***** Records for the exercise *****
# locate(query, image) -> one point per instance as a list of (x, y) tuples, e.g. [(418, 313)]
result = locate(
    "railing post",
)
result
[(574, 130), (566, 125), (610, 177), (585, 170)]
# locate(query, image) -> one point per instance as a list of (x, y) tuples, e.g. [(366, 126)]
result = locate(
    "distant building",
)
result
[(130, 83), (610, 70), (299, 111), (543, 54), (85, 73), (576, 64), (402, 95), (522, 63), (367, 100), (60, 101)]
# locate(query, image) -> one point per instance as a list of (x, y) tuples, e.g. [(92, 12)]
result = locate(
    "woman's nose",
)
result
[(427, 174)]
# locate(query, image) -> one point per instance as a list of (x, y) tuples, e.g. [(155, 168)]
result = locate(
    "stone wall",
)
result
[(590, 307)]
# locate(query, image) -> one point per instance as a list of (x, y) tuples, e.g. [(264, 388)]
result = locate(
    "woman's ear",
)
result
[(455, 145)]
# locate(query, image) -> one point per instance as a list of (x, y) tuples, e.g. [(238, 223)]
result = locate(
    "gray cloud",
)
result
*****
Copy out all of the material above line by line, including every locate call, and shift each x and y coordinate in the returned point lists up by 13. Leave the sample points in the comment lines as they are.

# locate(query, image) -> one point per instance as a list of (x, y) tuples, e.g. [(418, 313)]
result = locate(
    "railing post",
)
result
[(587, 143), (579, 138), (623, 190), (598, 183)]
# locate(query, image) -> one point per instance as a list of (x, y) tuples, e.g. [(366, 126)]
result = locate(
    "distant building",
)
result
[(143, 96), (623, 83), (312, 124), (556, 67), (98, 86), (589, 77), (415, 108), (535, 76), (380, 113), (73, 114)]
# locate(query, image) -> one point per instance as a list of (x, y) tuples, e.g. [(92, 12)]
result = locate(
    "woman's nose",
)
result
[(440, 187)]
# locate(query, image) -> one point per instance as a list of (x, y) tuples, e.g. [(155, 168)]
result = locate(
    "stone wall",
)
result
[(603, 320)]
# locate(query, image) -> one point per instance as a list of (x, y) tuples, e.g. [(264, 388)]
result = locate(
    "woman's ear",
)
result
[(468, 158)]
# locate(query, image) -> one point per instance as a list of (x, y) tuples, e.g. [(238, 223)]
result = locate(
    "gray cloud",
)
result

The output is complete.